Those lines of the material below that fall between its first line and the line with "Target: tree bark", both included, are to be repeated exactly.
>>>>>
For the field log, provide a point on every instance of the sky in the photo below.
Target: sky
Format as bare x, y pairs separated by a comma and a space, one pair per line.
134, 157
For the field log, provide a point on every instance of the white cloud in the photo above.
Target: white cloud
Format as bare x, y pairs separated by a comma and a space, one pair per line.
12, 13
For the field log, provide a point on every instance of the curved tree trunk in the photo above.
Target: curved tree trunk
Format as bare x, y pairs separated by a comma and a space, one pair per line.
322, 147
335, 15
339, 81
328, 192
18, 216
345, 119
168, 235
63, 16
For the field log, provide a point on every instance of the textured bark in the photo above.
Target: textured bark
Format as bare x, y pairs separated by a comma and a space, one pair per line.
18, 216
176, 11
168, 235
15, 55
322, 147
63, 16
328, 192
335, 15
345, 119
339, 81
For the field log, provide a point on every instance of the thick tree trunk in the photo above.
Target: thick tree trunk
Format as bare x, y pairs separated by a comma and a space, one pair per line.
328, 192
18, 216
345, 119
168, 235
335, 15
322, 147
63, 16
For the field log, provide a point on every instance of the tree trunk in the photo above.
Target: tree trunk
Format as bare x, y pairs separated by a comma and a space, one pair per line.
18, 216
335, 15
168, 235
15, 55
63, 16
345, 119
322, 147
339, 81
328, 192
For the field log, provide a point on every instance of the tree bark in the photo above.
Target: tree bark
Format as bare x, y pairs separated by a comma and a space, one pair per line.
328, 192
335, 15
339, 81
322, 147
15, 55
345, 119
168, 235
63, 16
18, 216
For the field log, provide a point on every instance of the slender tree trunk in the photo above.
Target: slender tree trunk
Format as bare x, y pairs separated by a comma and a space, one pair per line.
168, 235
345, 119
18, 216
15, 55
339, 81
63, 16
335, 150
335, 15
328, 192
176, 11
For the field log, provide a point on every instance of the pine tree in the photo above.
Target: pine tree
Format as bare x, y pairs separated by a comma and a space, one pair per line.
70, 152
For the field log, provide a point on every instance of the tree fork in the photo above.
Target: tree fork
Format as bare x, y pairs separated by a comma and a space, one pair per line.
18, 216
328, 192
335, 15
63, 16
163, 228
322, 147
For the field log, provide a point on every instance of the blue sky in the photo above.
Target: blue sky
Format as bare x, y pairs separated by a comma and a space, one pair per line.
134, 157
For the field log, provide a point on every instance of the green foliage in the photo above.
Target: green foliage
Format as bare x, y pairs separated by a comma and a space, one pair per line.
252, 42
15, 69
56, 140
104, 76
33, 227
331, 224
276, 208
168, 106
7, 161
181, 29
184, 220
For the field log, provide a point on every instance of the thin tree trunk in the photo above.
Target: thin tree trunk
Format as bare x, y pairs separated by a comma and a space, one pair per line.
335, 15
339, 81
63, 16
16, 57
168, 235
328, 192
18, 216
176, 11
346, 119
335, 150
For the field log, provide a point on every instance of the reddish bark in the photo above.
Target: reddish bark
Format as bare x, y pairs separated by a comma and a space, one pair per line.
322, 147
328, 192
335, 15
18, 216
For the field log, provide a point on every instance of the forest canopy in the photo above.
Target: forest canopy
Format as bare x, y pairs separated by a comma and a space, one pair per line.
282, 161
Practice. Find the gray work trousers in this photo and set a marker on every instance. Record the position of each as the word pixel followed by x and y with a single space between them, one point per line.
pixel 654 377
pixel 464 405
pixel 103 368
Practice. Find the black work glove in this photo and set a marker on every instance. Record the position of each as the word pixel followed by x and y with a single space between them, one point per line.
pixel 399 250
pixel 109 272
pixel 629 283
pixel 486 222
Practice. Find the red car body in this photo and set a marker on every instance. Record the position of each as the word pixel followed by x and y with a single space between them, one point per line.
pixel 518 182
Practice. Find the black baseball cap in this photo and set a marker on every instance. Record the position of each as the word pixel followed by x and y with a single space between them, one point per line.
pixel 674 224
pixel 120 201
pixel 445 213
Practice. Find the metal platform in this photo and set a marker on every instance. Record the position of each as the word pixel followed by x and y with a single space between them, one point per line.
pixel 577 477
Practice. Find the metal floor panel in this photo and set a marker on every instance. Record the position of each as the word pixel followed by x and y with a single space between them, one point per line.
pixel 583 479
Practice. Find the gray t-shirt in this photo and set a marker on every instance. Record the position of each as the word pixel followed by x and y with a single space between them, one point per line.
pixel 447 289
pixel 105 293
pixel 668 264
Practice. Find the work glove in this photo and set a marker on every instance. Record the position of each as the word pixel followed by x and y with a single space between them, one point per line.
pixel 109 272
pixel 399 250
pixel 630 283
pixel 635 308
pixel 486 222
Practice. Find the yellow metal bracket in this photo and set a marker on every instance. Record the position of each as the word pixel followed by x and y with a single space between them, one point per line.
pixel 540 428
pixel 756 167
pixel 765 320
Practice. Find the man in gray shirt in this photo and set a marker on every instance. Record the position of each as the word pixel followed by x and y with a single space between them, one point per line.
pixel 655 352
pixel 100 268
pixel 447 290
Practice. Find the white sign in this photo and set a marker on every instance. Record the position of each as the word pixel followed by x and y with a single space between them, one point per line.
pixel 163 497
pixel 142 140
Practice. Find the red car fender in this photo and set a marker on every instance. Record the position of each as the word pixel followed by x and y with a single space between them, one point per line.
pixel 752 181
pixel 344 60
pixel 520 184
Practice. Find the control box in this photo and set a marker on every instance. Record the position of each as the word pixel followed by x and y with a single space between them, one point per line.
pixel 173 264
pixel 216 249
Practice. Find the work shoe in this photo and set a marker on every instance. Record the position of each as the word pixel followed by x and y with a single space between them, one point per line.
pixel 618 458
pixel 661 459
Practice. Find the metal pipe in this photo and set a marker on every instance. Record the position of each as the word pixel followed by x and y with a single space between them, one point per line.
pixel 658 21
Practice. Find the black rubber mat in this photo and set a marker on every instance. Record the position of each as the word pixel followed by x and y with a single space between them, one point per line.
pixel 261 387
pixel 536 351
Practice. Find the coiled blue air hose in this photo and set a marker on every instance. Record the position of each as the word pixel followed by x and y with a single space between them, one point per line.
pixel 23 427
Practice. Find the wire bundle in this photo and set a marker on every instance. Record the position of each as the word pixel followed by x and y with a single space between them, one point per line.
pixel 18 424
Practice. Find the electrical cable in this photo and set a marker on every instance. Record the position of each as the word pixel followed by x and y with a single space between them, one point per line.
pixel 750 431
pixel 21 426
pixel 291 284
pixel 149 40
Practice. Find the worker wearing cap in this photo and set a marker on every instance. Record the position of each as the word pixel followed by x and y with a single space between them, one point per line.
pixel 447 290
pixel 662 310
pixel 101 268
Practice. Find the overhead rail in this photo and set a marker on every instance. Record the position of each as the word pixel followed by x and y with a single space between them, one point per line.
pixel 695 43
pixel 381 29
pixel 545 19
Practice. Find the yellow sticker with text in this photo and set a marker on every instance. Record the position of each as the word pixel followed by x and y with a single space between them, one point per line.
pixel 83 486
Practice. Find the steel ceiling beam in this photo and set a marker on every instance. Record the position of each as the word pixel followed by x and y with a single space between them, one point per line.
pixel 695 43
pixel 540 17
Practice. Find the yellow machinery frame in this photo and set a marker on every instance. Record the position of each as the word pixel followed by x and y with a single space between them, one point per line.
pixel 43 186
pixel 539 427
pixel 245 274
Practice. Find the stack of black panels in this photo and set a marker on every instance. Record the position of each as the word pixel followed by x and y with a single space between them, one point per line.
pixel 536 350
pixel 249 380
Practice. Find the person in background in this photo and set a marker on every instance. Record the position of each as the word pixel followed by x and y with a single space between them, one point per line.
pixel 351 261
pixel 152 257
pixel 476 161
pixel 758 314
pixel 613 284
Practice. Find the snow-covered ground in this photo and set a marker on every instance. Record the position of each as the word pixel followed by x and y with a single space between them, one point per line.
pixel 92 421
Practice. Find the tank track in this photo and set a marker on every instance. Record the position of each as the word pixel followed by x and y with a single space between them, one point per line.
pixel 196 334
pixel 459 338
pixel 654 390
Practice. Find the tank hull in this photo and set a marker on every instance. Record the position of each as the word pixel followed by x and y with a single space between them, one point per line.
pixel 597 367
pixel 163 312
<<<<<
Result of this exercise:
For the field log, provide a point on every instance of the sky in the photo below.
Target: sky
Format as bare x, y pairs separated by a comma and a space, one pair per line.
134, 157
For the field log, provide a point on every instance of the white cloud in the photo above.
Target: white cloud
Format as bare x, y pairs separated by a comma and a space, one pair per line.
12, 13
For the field log, provide a point on every instance of the curved tree trunk in the photo above.
Target: curved tree trunk
Format as bare x, y pairs separated by a comma and a space, one pair per line.
322, 147
335, 15
339, 81
328, 192
18, 216
345, 119
168, 235
63, 16
For the field log, provide a point on every instance of the textured bark in the photo above.
Target: textured bark
Format as bare x, y pairs separated by a comma and a space, one pair per line.
18, 216
176, 11
168, 235
15, 55
322, 147
63, 16
328, 192
335, 15
345, 119
339, 81
For the field log, provide a point on every instance of the thick tree trunk in the photo above.
Target: thick tree trunk
Format as bare x, y pairs separated by a comma and a space, one pair per line.
328, 192
18, 216
345, 119
168, 235
335, 15
322, 147
63, 16
For the field log, provide a point on every instance of the tree trunk in the photo above.
Target: tree trunk
Format as bare x, y pairs separated by a comma and a space, one pair per line.
18, 216
335, 15
168, 235
15, 55
63, 16
345, 119
322, 147
339, 81
328, 192
For the field log, provide a point on every instance of the tree bark in the photo above.
Target: tree bark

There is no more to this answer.